● **Exercise aim**
Throughout the material below, how many lines include the string "point"? Reply with only the number.

● **Material supplied**
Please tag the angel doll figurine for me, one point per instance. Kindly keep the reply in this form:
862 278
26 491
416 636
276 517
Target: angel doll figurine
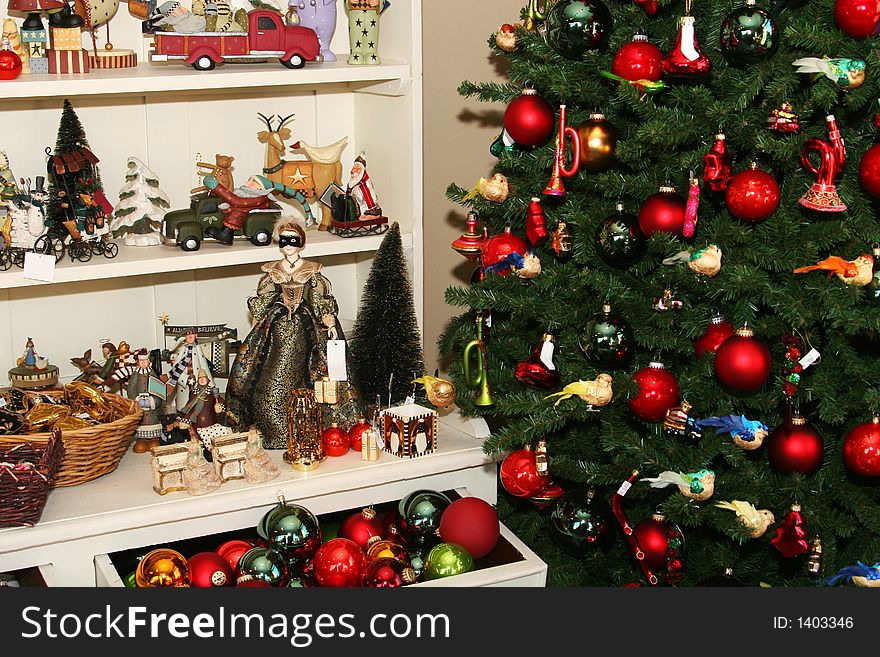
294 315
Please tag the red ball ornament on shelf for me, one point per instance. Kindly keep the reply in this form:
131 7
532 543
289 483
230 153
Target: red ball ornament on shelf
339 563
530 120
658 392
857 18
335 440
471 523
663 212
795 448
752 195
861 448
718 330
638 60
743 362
---
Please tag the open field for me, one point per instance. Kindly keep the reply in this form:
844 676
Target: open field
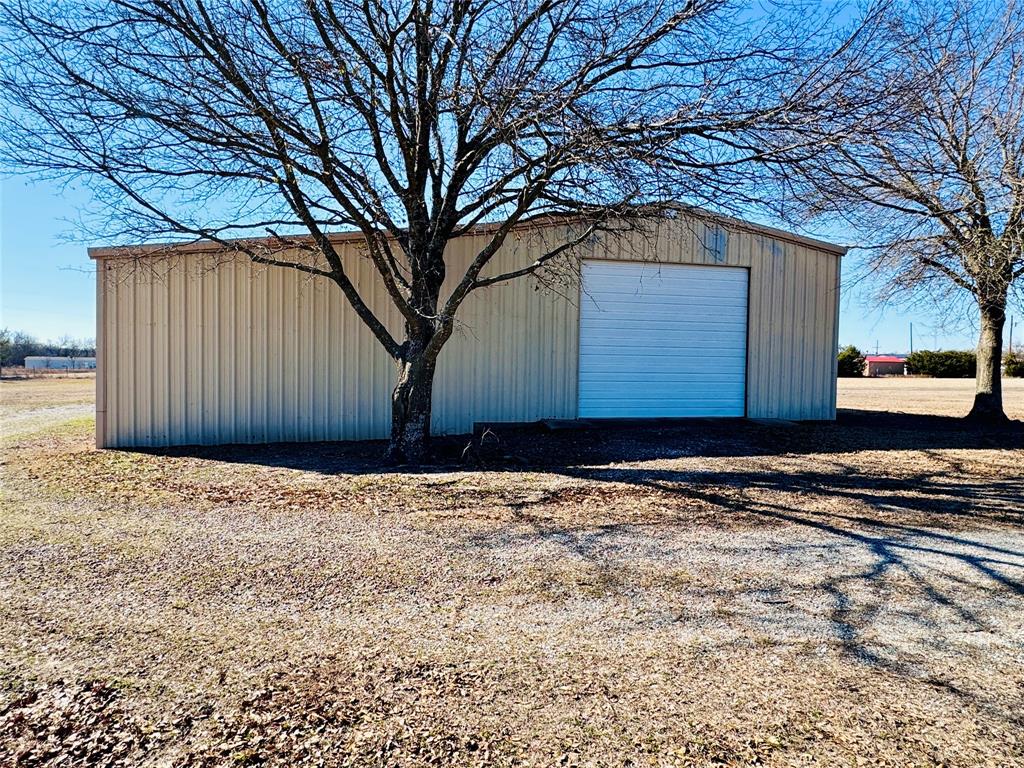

● **Exercise response**
3